Some entries
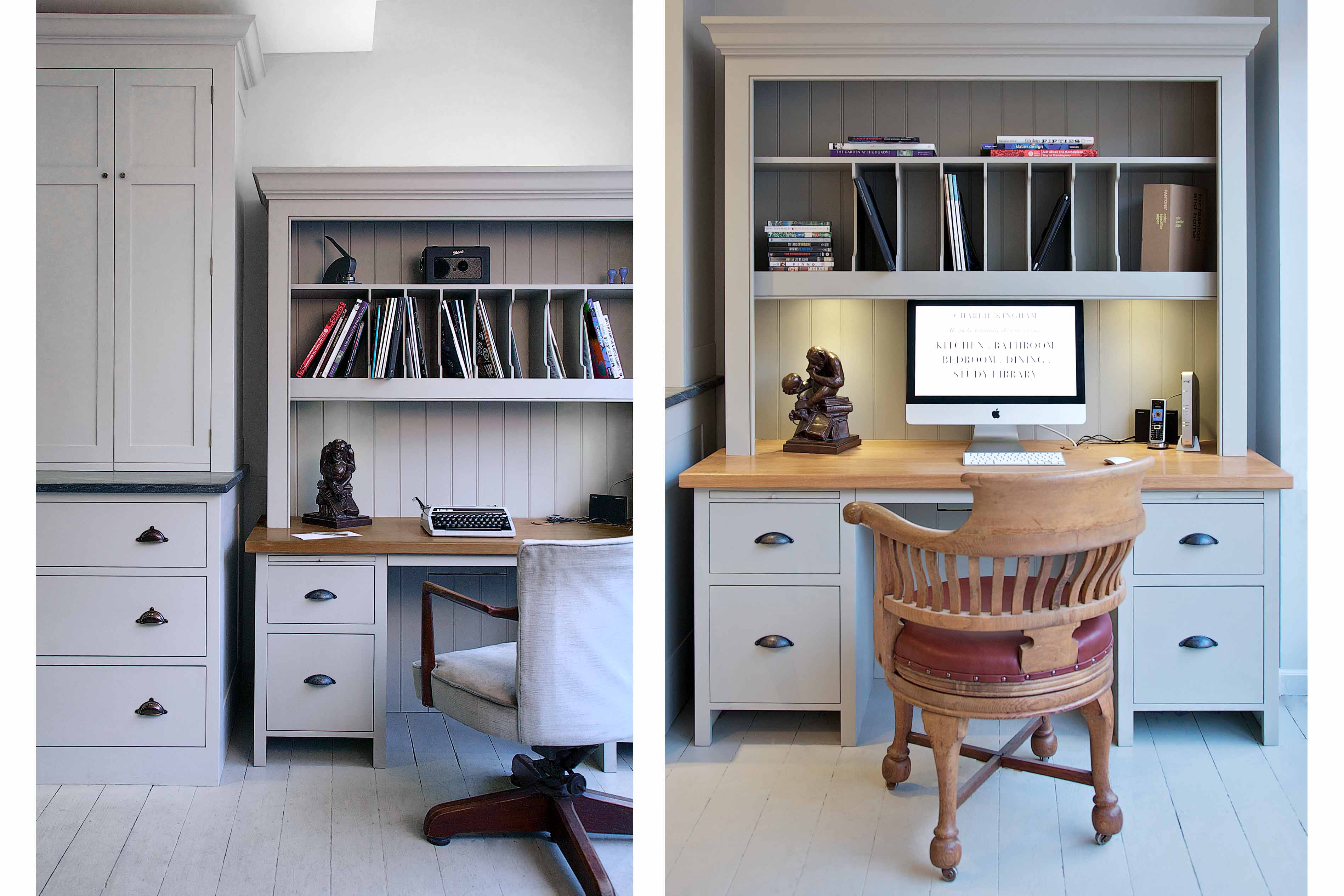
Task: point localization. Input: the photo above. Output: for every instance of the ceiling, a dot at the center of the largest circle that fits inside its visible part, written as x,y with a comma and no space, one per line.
284,26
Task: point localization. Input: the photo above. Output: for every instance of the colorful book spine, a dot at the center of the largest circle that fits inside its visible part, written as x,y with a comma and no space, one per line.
322,339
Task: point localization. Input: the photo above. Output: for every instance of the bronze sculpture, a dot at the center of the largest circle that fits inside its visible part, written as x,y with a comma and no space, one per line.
336,506
822,414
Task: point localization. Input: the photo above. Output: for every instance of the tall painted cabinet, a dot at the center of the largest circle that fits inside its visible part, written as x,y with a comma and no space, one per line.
137,393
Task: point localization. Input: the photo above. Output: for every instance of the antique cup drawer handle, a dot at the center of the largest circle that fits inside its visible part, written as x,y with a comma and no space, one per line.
773,538
151,617
151,708
151,537
1200,539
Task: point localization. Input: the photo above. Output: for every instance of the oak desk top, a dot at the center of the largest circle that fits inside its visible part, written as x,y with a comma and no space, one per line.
917,464
404,535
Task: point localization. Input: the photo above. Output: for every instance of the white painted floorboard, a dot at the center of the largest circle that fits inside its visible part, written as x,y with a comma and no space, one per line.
777,808
318,820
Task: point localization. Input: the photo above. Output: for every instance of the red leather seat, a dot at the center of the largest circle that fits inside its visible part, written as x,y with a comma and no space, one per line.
988,656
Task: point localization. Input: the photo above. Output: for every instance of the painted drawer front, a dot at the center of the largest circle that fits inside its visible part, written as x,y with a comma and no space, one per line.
811,539
96,706
1240,530
745,672
73,534
341,594
97,616
294,704
1167,672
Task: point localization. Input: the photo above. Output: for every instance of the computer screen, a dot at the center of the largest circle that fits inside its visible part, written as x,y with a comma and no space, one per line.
994,354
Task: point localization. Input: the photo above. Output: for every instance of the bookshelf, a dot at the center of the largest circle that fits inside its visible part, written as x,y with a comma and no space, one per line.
553,234
1166,100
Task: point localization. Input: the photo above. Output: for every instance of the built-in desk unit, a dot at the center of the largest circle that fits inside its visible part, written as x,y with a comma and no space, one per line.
1166,100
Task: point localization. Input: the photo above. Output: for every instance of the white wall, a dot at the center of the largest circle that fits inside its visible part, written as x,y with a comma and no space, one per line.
471,83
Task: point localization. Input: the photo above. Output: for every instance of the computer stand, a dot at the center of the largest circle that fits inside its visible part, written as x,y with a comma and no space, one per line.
995,438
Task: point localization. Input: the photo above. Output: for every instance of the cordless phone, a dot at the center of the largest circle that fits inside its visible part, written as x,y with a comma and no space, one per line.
1158,425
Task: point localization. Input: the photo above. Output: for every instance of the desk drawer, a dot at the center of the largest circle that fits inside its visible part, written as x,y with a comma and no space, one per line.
745,672
351,589
1166,672
97,616
811,539
1240,530
292,704
96,706
76,534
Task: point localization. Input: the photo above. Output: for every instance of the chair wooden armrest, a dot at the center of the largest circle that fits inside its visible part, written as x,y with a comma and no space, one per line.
431,590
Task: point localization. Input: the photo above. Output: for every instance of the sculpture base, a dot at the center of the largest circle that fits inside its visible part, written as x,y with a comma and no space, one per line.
336,523
813,447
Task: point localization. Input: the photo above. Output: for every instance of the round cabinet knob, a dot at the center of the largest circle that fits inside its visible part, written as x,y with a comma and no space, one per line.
1200,539
151,617
151,708
151,537
773,538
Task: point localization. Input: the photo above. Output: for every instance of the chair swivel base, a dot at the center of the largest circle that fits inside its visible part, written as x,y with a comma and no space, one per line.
549,806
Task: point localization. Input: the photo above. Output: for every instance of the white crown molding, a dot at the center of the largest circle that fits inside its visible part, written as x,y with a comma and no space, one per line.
178,30
570,185
884,37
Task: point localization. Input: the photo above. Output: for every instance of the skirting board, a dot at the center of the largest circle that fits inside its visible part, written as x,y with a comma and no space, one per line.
1292,682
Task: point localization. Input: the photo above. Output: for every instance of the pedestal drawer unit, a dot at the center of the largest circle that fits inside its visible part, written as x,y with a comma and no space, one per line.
322,649
137,641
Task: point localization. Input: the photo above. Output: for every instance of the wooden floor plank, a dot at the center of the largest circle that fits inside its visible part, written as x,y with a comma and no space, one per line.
304,860
142,867
357,840
45,794
1296,706
1277,840
59,824
1288,762
97,845
1214,836
720,838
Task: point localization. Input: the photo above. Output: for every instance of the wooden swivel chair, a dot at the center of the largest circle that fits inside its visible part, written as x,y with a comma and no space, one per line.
1007,617
565,686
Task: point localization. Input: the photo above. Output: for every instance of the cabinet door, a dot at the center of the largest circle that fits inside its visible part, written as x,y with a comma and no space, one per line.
163,269
74,268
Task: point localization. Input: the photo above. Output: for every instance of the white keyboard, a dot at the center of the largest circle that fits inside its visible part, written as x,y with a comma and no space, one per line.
1013,459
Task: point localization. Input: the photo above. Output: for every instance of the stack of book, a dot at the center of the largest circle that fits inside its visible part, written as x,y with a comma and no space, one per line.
597,327
1042,146
870,146
799,245
333,354
960,248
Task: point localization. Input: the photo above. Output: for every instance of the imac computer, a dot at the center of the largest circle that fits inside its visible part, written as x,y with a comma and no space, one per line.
995,364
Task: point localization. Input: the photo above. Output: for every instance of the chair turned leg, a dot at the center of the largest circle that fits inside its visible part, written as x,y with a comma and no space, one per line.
1100,716
1043,742
945,737
896,765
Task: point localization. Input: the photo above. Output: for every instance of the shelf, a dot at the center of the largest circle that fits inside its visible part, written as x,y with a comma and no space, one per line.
458,390
1129,163
1180,285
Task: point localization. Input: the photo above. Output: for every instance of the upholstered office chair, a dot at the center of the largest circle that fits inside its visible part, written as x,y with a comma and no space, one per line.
1026,637
565,687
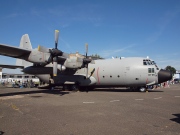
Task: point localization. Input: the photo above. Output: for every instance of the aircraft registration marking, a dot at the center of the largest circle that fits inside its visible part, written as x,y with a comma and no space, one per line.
88,102
139,99
114,101
158,98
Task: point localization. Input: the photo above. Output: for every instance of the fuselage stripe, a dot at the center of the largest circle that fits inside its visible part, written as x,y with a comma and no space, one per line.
98,75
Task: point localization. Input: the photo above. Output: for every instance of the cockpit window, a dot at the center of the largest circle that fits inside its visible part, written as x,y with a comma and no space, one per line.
148,62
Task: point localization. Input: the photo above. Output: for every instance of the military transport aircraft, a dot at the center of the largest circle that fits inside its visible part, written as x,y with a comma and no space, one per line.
80,71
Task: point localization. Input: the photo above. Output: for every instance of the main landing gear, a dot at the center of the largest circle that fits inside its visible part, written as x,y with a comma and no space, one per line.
140,89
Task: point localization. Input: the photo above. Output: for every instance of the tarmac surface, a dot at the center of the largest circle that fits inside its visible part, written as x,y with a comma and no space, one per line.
32,111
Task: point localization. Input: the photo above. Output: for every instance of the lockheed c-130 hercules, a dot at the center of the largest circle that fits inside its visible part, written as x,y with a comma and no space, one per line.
80,71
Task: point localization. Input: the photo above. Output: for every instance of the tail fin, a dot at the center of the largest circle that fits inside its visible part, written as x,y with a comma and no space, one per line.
25,44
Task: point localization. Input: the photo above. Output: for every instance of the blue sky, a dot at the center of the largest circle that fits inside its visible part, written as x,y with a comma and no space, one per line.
126,28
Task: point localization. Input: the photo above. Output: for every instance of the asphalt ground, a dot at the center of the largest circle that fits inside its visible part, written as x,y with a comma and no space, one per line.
32,111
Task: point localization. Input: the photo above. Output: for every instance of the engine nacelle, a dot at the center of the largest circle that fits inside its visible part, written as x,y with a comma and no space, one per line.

REQUIREMENTS
Format every one of the entries above as a numbered list and skip any blank lines. Leave the pictures out of your answer.

ANSWER FOR THIS EXERCISE
1. Task: point localization. Input: the photo above. Output: for every instance of the ceiling, a dot at the center of the largest circle that fits inside its visible part, written as x,y with a comma and no space, one per line.
2. 284,26
3. Task: point localization. Input: the photo above. Output: for every instance of the colorful book spine, a dot at the center of the largest circle that fits inside its visible part, written as x,y with a comma and no space, one per line.
4. 322,339
5. Task: point localization. Input: the photo above. Output: for every instance of the bronze sculpture, a dot at the center of the largest circle that fits inside its visible part, written as x,y with a comma and no space, one per line.
6. 336,506
7. 822,414
8. Task: point localization. Input: the photo above. Output: for every instance of the tall painted cabinet, a dot at the center of the largest circle that fits inside its visible part, written as x,y with a comma and no space, one per line.
9. 137,393
10. Task: point localization. Input: the photo above. Output: for every instance of the antique cup drawer handle, a dot at the center of the largest circle that fits inside its visible part, written as x,y with a comma and no space, one per line.
11. 773,538
12. 151,617
13. 151,708
14. 151,537
15. 1200,539
16. Task: point localization. Input: the photo above. Output: for every instance of the oak desk top, a dot at the center of the largest circle that fits inside its visible part, written as x,y with a comma and no space, one per line.
17. 917,464
18. 404,535
19. Task: point localization. Input: the photo above. Output: for every instance of the white painted floorboard, a dot at the center of the largest circle that fits inside its visible part, written as x,y with a comma and no space, one per line.
20. 777,808
21. 318,820
22. Task: point localization. Input: the photo above. Output: for every instance of the red leather seat, a dot at the center of the largest circle that fits inside its visible part, written as x,y with a comma and no space, one per line.
23. 988,656
24. Task: point localization. Input: the photo above. Output: for every instance of the painted drawer front, a dot at the center of the largest circle that fits inside its visible part, written as x,y with a comma and no space, one per line.
25. 811,539
26. 96,706
27. 1240,530
28. 745,672
29. 73,534
30. 341,594
31. 97,616
32. 294,704
33. 1167,672
34. Task: point localization. Input: the photo above. Output: for every instance of the computer screen, a dot at the center of the largest circle that fits inside its visible part, written as x,y with a comma and no space, one per line.
35. 994,354
36. Task: point localization. Input: the photo above. Output: for every instance of the bookshelf, a dot at the center of the largest circle that fits inside its visible part, written as x,y with a comma and no space, one per line.
37. 553,234
38. 1166,100
39. Task: point localization. Input: the photo above. Output: for every instance of the built-in desk unit, a dot at the center of the largest circle that fits inside its visible part, written as x,y with a comma and no space, one per line.
40. 1166,100
41. Task: point localization. Input: the photo above. Output: for every instance of the white wall, a dot at the center of the largest circle that fits inside its visible part, written as x,y with a comma and no space, one per line.
42. 471,83
43. Task: point localization. Input: the photo above. Output: for every instance of the computer stand, a dot at the center of the largest circle that fits inside its visible part, written as x,y with a comma and no space, one per line.
44. 995,438
45. Task: point localization. Input: the photo above. Output: for every instance of the cordless phone, a dot at the center of the largest circle that fits inside its visible part, written as x,y with a comma and no space, one per line.
46. 1158,425
47. Task: point localization. Input: the photo above. Output: for every instance of the desk drawer, a dot at the center of the largest circle that fits inside its visible part, written as x,y with a comma and no space, one per line.
48. 745,672
49. 351,589
50. 1166,672
51. 97,616
52. 811,539
53. 1240,530
54. 292,704
55. 96,706
56. 76,534
57. Task: point localization. Input: the photo above. Output: for every instance of the chair wooden armrest, a dot at the center of the largest circle that fits inside its visible part, written as x,y with a comma and no space, one per line.
58. 431,590
59. Task: point localization. Input: the photo above. Output: for every instance of the sculpture base, a dot at the center of the largest circle that fits inside its visible part, written as x,y with a comma and no space, one per line.
60. 336,523
61. 813,447
62. Task: point localization. Input: the photo above. Output: for every instance of the round cabinet knob, a dot at the center of the largest circle that fits inside its visible part, written as x,y with a comma and no space, one per line.
63. 1200,539
64. 151,617
65. 151,708
66. 151,537
67. 773,538
68. Task: point localization. Input: the photo above. Output: for every instance of the chair swivel base, a dot at the center of the largest circle that fits inside its visible part, written as x,y with a comma and no space, one per line.
69. 549,806
70. Task: point localization. Input: the photo above. Output: for every instance of the white crown molding, a dot at the center of the largest circle that fits inside its visible part, written as x,y with a comma and no space, one per line.
71. 178,30
72. 570,185
73. 884,37
74. Task: point localization. Input: the photo above. Output: for every instance of the skirting board, a dot at the center of the largest circle that fits inside its visible part, written as x,y with a comma and no space, one per line.
75. 1292,682
76. Task: point localization. Input: the photo above. Output: for every instance of the pedestal drawer unit, a dot at the center of the largest circle that fits inside its visible part, written as x,y with a comma and no space, one per line.
77. 322,649
78. 137,641
79. Task: point localization. Input: the photo above. Output: for every instance of the wooden floor plank, a dot at the center of the largest circle that fits inside its visible part, written as x,y with a comma and no space, one per line.
80. 304,860
81. 142,867
82. 357,840
83. 45,794
84. 1296,706
85. 1277,840
86. 59,824
87. 1288,762
88. 97,845
89. 1214,836
90. 720,838
91. Task: point localization. Input: the photo above. Output: for every instance of the wooden swivel chair, a dot at the center of the largest circle that fits inside its visible part, written as x,y with a comma and no space, one per line.
92. 1007,617
93. 565,686
94. Task: point localization. Input: the photo above. Output: for every instance of the cabinet door, a dot at the center of the largest circle that fits inside its visible part, written as x,y with a comma and no space, one per line.
95. 163,269
96. 74,268
97. Task: point localization. Input: the photo above. Output: for every instance of the white keyboard, a dot at the center of the largest circle that fits inside its visible part, written as x,y with a comma and no space, one per line.
98. 1013,459
99. Task: point localization. Input: the photo above. Output: for every instance of the stack of book, a dot at the center of the largest circle that fits inside its visible part, written as x,y with a comma and no space, one per line.
100. 597,327
101. 1042,146
102. 870,146
103. 799,245
104. 333,354
105. 960,248
106. Task: point localization. Input: the photo above. Output: for every instance of the imac computer, a dot at the center of the largest circle that fits inside its visible part, written as x,y with a comma and no space, one per line.
107. 995,364
108. Task: point localization. Input: the photo above. Output: for every instance of the chair turned leg, a dot at the center of the largest circle that fits inside its visible part, written as x,y with a comma and no space, one per line.
109. 1100,716
110. 1043,742
111. 945,737
112. 896,765
113. Task: point localization. Input: the photo above. Output: for every instance of the shelf, a dot at the center of the largest circle that fits inside its visible part, written as x,y with a comma and no space, one per line.
114. 458,390
115. 1129,163
116. 1180,285
117. Task: point localization. Input: the photo above. Output: for every instance of the upholstered office chair, a dot at the center of the largest circle that fits inside its visible part, written as x,y with a comma and no space, one per line.
118. 1026,637
119. 565,687
120. Task: point localization. Input: the photo above. Output: for every instance of the aircraft registration marking, a dot at the center of the largest circle that fits inside its visible part, written as x,y with a comma and no space, one per line.
121. 88,102
122. 139,99
123. 114,101
124. 158,98
125. Task: point localization. Input: the photo above. Output: for every instance of the fuselage stripe, a dot at the center of the largest circle that fits inside its visible part, written as x,y with a comma and no space, one per line.
126. 98,75
127. Task: point localization. Input: the photo above. Output: for every instance of the cockpit window, a dot at the center of the largest circle that fits inside its visible part, written as x,y with a comma and no space, one per line.
128. 148,62
129. Task: point localization. Input: the photo above. Output: for every instance of the military transport aircraft, a dot at the center of the largest circle that fits inside its visible part, written as x,y with a comma and no space, one per line.
130. 80,71
131. Task: point localization. Input: the photo above. Output: for every instance of the main landing gear, a dot at the center of the largest circle that fits inside its visible part, written as x,y with a comma and no space, one per line.
132. 140,89
133. Task: point localization. Input: the photo above. Output: for every instance of the tarmac surface, a dot at the center of the largest circle that fits inside its visible part, written as x,y with a comma and no space, one per line.
134. 32,111
135. Task: point localization. Input: the photo above. Output: for every instance of the lockheed c-130 hercules, a dot at the center of the largest circle that fits inside its visible part, written as x,y with a comma and no space, one per line.
136. 80,71
137. Task: point localization. Input: the photo above. Output: for every instance of the tail fin, a dot at the center of the largest circle that fits inside its visible part, written as x,y with a comma and no space, one per line.
138. 25,44
139. Task: point localization. Input: the photo above. Output: for every instance of the blue sky, a dot at the center of the largest circle that fits inside its visible part, written as x,y with a comma and no space, one per line.
140. 126,28
141. Task: point localization. Input: the photo above. Output: for every instance of the asphalt ground, a dot at the center of the largest circle that fits inside its visible part, written as x,y with a comma and no space, one per line.
142. 32,111
143. Task: point localization. Input: the photo above. Output: for every instance of the engine nacelle, a dot at the center of the largest circle that fits inside its visible part, written as x,y with a comma and no space, one per line.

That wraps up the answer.